» **Supplied records**:
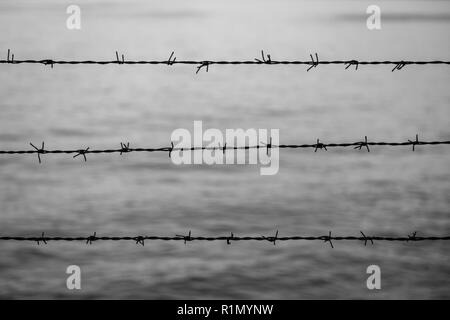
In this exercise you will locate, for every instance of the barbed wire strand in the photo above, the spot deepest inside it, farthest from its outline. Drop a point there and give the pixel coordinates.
(265, 59)
(140, 239)
(125, 147)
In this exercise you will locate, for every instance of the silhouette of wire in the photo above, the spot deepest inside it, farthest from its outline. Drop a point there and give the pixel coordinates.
(265, 59)
(125, 148)
(140, 239)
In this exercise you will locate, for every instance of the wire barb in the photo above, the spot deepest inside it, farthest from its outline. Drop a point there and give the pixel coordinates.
(313, 63)
(39, 151)
(399, 66)
(363, 144)
(230, 238)
(320, 145)
(92, 238)
(124, 148)
(264, 60)
(118, 61)
(328, 239)
(41, 238)
(203, 64)
(82, 152)
(185, 238)
(352, 63)
(366, 239)
(140, 240)
(272, 239)
(170, 62)
(414, 143)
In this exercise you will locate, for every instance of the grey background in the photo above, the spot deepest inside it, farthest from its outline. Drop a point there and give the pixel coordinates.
(390, 191)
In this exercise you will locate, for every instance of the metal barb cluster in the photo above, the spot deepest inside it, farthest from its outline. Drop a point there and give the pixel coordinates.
(125, 148)
(140, 239)
(204, 64)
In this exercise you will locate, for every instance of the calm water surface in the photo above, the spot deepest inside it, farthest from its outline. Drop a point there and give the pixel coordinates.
(389, 191)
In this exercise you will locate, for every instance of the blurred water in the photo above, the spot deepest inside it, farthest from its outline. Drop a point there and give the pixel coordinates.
(388, 191)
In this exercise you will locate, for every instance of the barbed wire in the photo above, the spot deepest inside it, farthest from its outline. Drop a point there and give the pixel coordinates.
(140, 239)
(125, 147)
(265, 59)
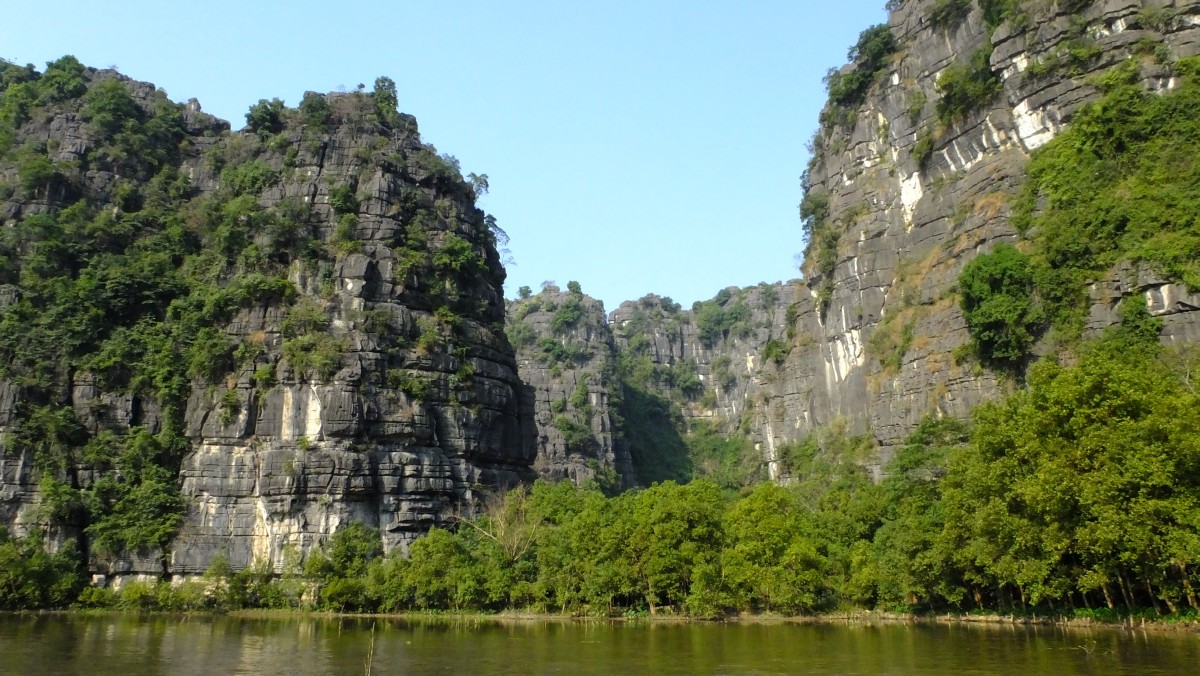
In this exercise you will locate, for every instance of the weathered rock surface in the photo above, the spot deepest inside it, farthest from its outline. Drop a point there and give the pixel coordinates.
(880, 356)
(565, 358)
(421, 410)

» **Written task**: Take the data above and repeat it exactly, leaving each picture out.

» **Answer for the task**:
In this exercise you will locate, for every instance of the barbed wire strand in the photo above, the spot deepest inside it, farthest from its outline. Drop a point there and give the pixel coordinates.
(265, 59)
(140, 239)
(125, 147)
In this exercise you will locate, for every instance of the silhouette of wire in the photo above, the spot deepest inside it, farthest from its outline. Drop a point there and give the pixel coordinates.
(265, 59)
(125, 148)
(140, 239)
In this exercise you will locate, for every instance of the wire barb in the photo above, the spot deepest inside it, farthest from its outline. Drop a point there and give the pixel coordinates.
(313, 63)
(39, 151)
(399, 66)
(363, 144)
(230, 238)
(320, 145)
(92, 238)
(124, 148)
(264, 60)
(118, 61)
(328, 239)
(41, 238)
(203, 64)
(82, 152)
(185, 238)
(352, 63)
(366, 239)
(140, 240)
(272, 239)
(170, 62)
(414, 143)
In this exercise you will locate, for every instance of the grey background in the photo above, the spot deepest inside it, farthest from its outline. Drop a point there and give the pixel coordinates.
(390, 191)
In this exercise you will locate, for every instance of the metal barb cluster in the photo above, the spot deepest inside it, farthest from its outline. Drop a point there and give the pixel coordinates.
(125, 148)
(140, 239)
(204, 64)
In this exercise you will locate, for every instance of the calm water surface in the photo above, the spot deepest inside it, farthest from its outline. Drop a point there and give the pixel coordinates.
(389, 191)
In this exercise you will locate, for every instance of the blurred water in the photo above, the spot deepest inside it, farthest from its outline. Drop a point there and give the pixel coordinates.
(388, 191)
In this exercise you will locate, for every instance of the barbed wire in the photo above, the spot deepest inside it, farthest from its outline. Drop a point there and give the pixel coordinates.
(140, 239)
(125, 147)
(265, 59)
In this exercise you will locate, for every instance of the weathered rock surface in the photo above, the spot deepest inside it, farthest from its outline. Drop a point there and give the pixel coordinates.
(880, 356)
(565, 358)
(421, 410)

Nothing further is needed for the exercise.